:: FRAGMENTO
Qué juego, por cierto, es el que es malo (insano), no lo deja muy claro el ministro. Porque juego, lo que se dice juego, lo es casi todo. Y si por malo (insano) entendemos lo que, por ejemplo, es peligroso, igual habría que empezar por censurar la publicidad bancaria o bursátil (el juego especulativo arruina vidas y haciendas). Ah, y las canciones de amor (no hay juego más doloroso que el del querer), cosa esta última (con lo de la bolsa no se van a atrever) que, dada la vocación moralizadora y profundamente intolerante de algunos, no descarto en absoluto.

El ministro aclara que los juegos que son malos (insanos) son los de azar. Pero azar lo que se dice azar lo hay en todo juego. ¿Se refiere al bingo, a las rifas benéficas, a las tómbolas, las timbas, al dominó de los jubilados, a los concursos de la tele…? Dado el castizo vicio que tenemos, por ejemplo, con la compra de loterías y cupones, ¿va a hacer el ministro que el anuncio del Gordo de Navidad, o los entrañables comerciales de la ONCE, se emitan también de madrugada?
::::
**PARTES DEL EJERCICIO**.
**a)** Responde según el fragmento:
(i) Si por malo se entiende lo peligroso, ¿qué publicidad habría que empezar por censurar?
(ii) ¿Qué juegos aclara el ministro que son los malos?
(iii) ¿En qué horario se pregunta si se emitirán el anuncio del Gordo de Navidad y los comerciales de la ONCE?
**b)** ¿Puedes continuar el fragmento sobre el ministro y los juegos de azar a partir de su última frase?
Los ítems proceden de otra fuente.
:: DATOS PROPORCIONADOS
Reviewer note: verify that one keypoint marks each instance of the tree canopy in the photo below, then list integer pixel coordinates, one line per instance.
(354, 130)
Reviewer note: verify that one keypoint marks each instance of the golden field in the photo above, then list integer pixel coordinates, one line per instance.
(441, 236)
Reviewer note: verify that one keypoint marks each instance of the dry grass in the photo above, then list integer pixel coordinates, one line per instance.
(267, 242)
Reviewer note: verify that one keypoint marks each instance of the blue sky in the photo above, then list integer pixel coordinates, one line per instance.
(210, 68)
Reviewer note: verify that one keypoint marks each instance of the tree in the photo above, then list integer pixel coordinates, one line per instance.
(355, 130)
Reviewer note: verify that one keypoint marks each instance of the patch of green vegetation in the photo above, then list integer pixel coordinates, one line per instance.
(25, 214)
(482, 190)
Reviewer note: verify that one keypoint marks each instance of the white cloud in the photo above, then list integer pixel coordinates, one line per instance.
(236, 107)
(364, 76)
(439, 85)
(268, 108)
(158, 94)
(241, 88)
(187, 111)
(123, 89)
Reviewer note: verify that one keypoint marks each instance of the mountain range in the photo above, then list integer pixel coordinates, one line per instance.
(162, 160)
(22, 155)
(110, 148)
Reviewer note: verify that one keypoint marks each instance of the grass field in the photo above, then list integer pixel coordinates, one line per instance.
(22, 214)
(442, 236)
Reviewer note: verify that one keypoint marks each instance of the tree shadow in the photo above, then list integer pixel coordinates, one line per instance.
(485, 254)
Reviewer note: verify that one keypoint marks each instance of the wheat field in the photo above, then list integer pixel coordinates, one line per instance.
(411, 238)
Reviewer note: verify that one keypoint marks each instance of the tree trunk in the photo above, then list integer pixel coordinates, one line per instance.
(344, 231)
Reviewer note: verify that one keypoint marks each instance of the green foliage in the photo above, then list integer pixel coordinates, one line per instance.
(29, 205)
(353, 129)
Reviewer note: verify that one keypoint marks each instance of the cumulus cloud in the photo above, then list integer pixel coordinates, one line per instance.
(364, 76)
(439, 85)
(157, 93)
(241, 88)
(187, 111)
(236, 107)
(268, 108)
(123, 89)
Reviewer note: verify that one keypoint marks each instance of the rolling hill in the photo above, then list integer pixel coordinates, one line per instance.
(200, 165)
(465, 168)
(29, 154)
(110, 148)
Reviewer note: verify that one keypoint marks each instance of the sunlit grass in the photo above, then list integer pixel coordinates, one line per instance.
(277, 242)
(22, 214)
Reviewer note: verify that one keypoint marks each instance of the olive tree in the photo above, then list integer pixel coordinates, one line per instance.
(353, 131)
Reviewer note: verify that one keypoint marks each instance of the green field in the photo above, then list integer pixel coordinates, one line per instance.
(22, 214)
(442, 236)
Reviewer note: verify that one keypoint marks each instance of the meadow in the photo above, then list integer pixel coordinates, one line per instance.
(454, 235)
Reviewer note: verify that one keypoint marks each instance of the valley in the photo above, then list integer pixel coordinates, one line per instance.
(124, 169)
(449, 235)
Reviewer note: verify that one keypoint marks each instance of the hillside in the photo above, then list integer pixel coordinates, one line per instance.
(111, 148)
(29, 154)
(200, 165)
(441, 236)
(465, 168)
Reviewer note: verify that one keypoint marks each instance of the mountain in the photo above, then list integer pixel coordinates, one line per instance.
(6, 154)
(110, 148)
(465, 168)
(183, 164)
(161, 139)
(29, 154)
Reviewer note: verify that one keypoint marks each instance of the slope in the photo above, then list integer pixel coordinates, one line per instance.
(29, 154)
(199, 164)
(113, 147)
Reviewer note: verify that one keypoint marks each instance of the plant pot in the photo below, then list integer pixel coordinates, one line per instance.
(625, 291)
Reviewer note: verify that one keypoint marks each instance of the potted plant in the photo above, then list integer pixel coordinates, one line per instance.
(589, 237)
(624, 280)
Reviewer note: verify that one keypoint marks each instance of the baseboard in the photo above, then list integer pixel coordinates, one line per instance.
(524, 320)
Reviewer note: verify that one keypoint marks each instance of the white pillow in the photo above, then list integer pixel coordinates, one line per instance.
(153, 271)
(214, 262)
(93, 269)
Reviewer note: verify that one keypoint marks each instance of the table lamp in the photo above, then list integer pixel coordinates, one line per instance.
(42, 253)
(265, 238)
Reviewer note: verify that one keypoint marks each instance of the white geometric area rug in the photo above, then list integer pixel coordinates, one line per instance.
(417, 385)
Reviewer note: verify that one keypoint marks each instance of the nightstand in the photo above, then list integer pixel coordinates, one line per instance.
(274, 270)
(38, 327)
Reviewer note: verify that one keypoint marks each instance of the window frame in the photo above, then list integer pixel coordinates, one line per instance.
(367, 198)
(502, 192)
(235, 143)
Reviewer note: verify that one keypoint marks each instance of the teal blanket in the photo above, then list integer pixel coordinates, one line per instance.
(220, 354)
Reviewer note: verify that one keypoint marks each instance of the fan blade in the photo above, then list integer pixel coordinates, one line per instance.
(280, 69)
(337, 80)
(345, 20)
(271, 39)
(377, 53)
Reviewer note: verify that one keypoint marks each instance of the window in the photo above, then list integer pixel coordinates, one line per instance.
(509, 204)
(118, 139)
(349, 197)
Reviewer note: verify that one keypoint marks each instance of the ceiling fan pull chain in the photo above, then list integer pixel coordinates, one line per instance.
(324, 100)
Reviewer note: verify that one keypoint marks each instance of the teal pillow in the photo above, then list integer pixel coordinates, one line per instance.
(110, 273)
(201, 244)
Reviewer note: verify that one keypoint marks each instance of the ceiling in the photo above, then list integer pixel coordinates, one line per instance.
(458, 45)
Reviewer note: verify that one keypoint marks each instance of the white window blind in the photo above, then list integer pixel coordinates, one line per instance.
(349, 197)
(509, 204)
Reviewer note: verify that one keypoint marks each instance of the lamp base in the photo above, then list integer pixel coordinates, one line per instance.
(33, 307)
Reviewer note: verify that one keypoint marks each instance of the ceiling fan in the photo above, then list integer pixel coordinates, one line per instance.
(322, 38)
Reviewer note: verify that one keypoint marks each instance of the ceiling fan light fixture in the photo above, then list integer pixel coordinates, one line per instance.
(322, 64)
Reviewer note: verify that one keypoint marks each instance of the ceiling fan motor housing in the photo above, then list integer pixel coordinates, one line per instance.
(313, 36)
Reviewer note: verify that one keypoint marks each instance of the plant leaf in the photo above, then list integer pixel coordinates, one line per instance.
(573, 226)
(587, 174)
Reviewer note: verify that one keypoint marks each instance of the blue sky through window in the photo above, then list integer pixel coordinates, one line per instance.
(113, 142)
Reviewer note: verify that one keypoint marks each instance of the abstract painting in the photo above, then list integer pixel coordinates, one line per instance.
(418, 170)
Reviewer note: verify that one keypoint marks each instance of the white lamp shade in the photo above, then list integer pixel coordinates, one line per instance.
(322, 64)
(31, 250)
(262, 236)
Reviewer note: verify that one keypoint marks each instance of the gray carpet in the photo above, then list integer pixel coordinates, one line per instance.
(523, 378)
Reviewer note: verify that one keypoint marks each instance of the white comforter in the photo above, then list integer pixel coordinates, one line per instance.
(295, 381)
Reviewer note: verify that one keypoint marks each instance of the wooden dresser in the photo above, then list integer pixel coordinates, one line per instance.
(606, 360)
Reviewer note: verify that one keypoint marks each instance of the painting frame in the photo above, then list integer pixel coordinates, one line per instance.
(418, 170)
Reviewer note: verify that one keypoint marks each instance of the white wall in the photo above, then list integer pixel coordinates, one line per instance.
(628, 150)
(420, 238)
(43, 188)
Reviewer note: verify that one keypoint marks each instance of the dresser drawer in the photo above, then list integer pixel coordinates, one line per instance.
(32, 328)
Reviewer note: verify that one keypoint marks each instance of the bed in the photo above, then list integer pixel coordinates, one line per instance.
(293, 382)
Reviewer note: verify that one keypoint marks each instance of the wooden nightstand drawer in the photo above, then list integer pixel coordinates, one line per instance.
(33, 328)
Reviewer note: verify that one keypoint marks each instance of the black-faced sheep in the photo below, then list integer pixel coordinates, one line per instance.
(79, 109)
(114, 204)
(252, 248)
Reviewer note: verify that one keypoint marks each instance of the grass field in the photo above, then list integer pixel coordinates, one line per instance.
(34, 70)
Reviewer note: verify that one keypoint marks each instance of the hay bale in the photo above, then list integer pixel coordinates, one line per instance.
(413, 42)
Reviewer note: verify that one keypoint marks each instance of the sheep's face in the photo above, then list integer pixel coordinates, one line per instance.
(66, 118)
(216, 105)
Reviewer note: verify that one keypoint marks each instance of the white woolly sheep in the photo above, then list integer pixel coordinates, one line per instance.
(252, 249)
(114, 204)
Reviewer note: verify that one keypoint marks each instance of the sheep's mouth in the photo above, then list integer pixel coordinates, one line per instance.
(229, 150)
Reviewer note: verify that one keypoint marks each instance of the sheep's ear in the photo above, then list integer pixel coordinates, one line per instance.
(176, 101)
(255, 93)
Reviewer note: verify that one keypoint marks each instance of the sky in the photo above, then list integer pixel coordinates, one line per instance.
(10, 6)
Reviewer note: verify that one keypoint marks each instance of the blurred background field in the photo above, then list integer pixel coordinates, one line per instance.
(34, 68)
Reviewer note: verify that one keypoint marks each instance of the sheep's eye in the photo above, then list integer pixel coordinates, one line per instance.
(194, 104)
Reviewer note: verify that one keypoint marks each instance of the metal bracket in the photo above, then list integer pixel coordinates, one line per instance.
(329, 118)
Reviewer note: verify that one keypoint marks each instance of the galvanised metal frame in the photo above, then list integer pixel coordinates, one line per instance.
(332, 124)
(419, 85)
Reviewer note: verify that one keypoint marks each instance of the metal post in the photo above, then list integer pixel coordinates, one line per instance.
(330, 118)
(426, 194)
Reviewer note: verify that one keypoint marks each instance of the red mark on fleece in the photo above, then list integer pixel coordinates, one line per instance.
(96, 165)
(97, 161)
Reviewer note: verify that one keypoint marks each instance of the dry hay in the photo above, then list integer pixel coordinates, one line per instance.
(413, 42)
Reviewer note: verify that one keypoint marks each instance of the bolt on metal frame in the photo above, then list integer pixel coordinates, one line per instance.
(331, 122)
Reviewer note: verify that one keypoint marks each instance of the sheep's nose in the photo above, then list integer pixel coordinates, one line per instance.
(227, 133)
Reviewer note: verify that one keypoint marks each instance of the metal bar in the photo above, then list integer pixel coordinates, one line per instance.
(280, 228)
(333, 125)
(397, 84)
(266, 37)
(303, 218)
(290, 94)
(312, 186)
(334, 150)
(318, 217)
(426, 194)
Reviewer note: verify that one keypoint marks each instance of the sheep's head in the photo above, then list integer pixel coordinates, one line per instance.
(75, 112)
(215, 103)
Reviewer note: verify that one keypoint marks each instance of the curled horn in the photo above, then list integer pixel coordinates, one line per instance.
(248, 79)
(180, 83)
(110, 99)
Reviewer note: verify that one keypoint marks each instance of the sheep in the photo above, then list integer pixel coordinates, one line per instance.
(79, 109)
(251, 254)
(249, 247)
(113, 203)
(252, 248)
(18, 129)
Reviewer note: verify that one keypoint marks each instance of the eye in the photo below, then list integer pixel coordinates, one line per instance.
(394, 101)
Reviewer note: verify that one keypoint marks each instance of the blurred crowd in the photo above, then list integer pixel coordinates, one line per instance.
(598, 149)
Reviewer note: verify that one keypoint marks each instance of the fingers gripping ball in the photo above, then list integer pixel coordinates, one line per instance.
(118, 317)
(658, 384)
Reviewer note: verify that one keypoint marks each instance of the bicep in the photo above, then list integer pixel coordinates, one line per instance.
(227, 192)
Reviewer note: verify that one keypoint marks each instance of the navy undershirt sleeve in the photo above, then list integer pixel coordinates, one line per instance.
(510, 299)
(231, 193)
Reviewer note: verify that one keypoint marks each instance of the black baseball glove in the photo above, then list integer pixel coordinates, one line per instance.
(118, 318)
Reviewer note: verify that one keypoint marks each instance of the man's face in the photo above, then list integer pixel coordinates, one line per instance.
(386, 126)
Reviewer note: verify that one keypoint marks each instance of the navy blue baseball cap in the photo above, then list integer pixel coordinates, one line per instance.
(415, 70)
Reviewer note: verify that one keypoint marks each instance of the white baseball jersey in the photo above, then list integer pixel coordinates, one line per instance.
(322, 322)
::::
**RESPUESTAS DEL EJERCICIO**.
**a)**
(i) La publicidad bancaria o bursátil.
(ii) Los de azar.
(iii) De madrugada.

**b)**
Pero no. Según el ministro, los juegos malos-malos son los juegos de azar que tienen que ver con el (no menos lúdico) asunto del deporte. Ahora bien: ¿esto descalifica las quinielas o las porras del bar? No. Las quinielas, además, son un juego de apuestas deportivas controlado por el propio Estado. El juego malo (insano) de verdad es, en fin, el de las apuestas deportivas privadas que prolifera libre y legalmente en páginas de internet y locales (prohibidos a menores) en los que ningún ciudadano está obligado a entrar. ¡Una locura de libertinaje quenuestrosanto ministro no puede permitir!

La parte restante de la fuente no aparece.